(Beginning of Given data)
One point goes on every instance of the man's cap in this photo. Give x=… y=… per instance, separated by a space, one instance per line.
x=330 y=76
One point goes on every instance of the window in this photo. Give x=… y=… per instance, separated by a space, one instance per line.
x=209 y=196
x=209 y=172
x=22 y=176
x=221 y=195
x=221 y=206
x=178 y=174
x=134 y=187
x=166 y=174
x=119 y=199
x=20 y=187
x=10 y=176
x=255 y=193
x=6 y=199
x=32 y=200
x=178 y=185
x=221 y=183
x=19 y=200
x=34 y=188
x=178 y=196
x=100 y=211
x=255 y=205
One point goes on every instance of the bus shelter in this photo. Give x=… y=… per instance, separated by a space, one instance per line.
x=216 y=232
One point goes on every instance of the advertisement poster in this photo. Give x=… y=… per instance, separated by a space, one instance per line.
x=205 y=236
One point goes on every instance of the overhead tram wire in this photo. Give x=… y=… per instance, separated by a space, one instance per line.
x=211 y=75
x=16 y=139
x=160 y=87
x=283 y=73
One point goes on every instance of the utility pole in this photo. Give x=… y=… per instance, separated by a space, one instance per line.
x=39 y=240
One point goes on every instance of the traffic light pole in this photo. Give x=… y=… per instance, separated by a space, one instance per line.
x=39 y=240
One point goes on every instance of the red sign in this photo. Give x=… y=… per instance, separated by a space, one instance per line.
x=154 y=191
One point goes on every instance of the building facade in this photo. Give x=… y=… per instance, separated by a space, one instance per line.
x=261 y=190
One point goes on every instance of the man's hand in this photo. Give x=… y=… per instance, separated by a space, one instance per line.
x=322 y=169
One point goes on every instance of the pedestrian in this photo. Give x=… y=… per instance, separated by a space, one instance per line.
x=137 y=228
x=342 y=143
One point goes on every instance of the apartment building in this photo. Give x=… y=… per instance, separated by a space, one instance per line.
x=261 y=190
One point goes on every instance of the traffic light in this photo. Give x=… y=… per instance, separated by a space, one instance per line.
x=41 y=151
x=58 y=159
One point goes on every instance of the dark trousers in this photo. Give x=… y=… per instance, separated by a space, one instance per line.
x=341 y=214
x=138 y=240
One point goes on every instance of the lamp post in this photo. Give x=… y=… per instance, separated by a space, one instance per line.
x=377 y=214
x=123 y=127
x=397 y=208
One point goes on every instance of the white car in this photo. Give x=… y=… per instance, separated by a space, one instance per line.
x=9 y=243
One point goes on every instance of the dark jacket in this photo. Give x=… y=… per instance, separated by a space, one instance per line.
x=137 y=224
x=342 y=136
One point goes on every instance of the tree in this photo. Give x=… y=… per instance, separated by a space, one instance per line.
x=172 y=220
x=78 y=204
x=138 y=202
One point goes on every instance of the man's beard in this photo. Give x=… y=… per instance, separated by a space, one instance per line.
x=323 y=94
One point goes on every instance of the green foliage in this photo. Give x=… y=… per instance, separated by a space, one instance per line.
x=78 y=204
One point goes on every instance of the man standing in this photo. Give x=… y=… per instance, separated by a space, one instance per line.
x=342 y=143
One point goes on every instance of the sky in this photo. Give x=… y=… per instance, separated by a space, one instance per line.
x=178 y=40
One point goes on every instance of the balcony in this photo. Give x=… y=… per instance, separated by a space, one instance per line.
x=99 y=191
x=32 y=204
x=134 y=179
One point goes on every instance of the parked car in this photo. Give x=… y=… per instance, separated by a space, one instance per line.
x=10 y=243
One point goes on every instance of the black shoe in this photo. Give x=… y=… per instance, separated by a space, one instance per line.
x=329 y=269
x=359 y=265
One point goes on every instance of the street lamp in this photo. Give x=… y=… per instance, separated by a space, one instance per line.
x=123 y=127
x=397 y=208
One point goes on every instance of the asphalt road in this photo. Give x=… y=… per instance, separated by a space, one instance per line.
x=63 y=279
(End of Given data)
▶ _Brief_
Write out the data above once more, exactly as it reads.

▶ _Your solution_
One point goes on every instance of the man's cap in this photo. Give x=… y=… per instance, separated by a space, one instance per line.
x=330 y=76
One point goes on every instance of the window in this photo. Give x=… y=… per instance, separated by a space, one instance per line.
x=209 y=196
x=209 y=172
x=22 y=176
x=221 y=195
x=221 y=206
x=178 y=174
x=134 y=187
x=166 y=174
x=119 y=199
x=20 y=187
x=10 y=176
x=255 y=193
x=6 y=199
x=32 y=200
x=178 y=185
x=221 y=183
x=19 y=200
x=34 y=188
x=178 y=196
x=100 y=211
x=255 y=205
One point goes on every instance of the bus shelter in this photo. Give x=… y=… per instance, separated by a space, one instance per line.
x=216 y=232
One point goes on every instance of the advertisement poster in this photo. Give x=… y=… per instance, separated by a space, one instance per line.
x=205 y=236
One point goes on every instance of the overhead tram wire in this photo. Give x=… y=… per instance, separated by a space, one instance per line.
x=211 y=75
x=16 y=139
x=160 y=87
x=283 y=73
One point goes on every instance of the utility pole in this photo. Give x=… y=… per instance, separated by a space, one instance per line.
x=39 y=240
One point goes on every instance of the traffic light pole in this photo. Give x=… y=… per instance, separated by a space, one instance per line.
x=39 y=240
One point goes on every instance of the red sign in this photo. Give x=… y=… per instance, separated by a space, one instance per line.
x=154 y=191
One point goes on every instance of the building facade in this photo. Give x=… y=… per instance, separated by a space, one instance per line.
x=261 y=190
One point goes on every instance of the man's hand in this photo. Give x=… y=… per instance, separated by a space, one instance per line.
x=322 y=169
One point goes on every instance of the pedestrian in this photo. Give x=… y=… per instance, separated by a space, one instance per line.
x=137 y=228
x=342 y=143
One point goes on every instance of the apartment building in this photo. Give x=… y=… per instance, separated by a space, one instance per line.
x=261 y=190
One point goes on every instance of the traffic light in this photo. Give x=… y=… per instance, separated by a space, one instance per line.
x=41 y=151
x=58 y=159
One point goes on every instance of the dark trousers in this photo. Give x=… y=… per instance, separated by a space, one instance per line.
x=341 y=214
x=138 y=240
One point goes on every instance of the lamp post in this photo. Give x=… y=… per instance, separated by a space, one instance per line.
x=377 y=214
x=123 y=127
x=397 y=208
One point goes on every instance of the white car in this photo. Give x=… y=… per instance, separated by a space, one instance per line.
x=9 y=243
One point goes on every instance of the dark jacket in this photo. Give x=… y=… per instance, separated by a space, one instance per line.
x=137 y=224
x=342 y=136
One point goes on every instance of the tree in this photo. Give x=… y=… per instance, separated by a space, one instance per line.
x=172 y=220
x=78 y=204
x=138 y=202
One point goes on every instance of the man's beard in this photo. Give x=… y=… per instance, separated by a space, one instance per line.
x=323 y=94
One point goes on every instance of the green foliage in this photo. Give x=… y=… per instance, separated by a space, one instance per line.
x=78 y=204
One point goes on every instance of the man standing in this photo. Give x=… y=… per instance, separated by a space, one instance per line.
x=342 y=143
One point goes on every instance of the sky in this photo. Give x=… y=… per instance, separated by a space, one instance per line.
x=178 y=40
One point goes on every instance of the balcony in this photo. Give x=… y=… per instance, separated by a space, one instance per line.
x=99 y=191
x=32 y=204
x=134 y=179
One point goes on every instance of the parked car in this photo. Give x=… y=… per instance, separated by a space, one instance per line.
x=10 y=243
One point goes on every instance of the black shoe in this photo. Give x=… y=… per instance, separated by a space, one instance per line.
x=329 y=269
x=359 y=265
One point goes on every instance of the street lamp in this photo. Give x=… y=… per instance, separated by a space, one instance per line.
x=123 y=127
x=397 y=208
One point goes on every instance of the asphalt road in this photo. Give x=… y=… per instance, separated by a space, one instance per line.
x=63 y=279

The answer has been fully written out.